▸ What this task involves: Extract every line from the rows below that contains the string "Target".

▸ Records for processing:
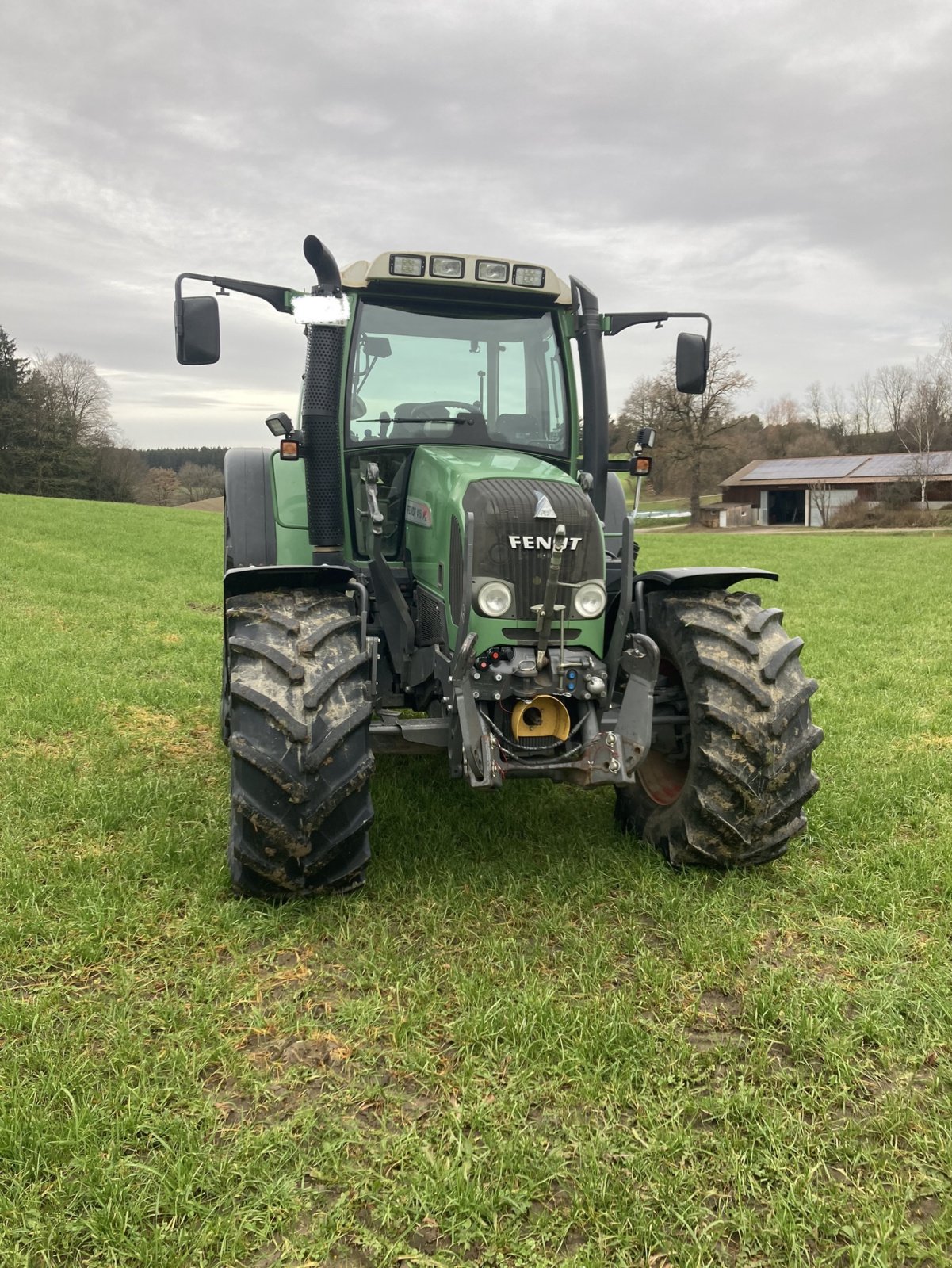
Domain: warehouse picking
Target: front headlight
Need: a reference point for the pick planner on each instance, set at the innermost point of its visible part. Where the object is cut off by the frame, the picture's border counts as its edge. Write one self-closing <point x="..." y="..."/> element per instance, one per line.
---
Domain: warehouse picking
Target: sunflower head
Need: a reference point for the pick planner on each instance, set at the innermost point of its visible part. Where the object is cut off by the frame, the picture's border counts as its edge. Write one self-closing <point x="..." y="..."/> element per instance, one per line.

▸ Result below:
Target: front headlight
Target: sunflower head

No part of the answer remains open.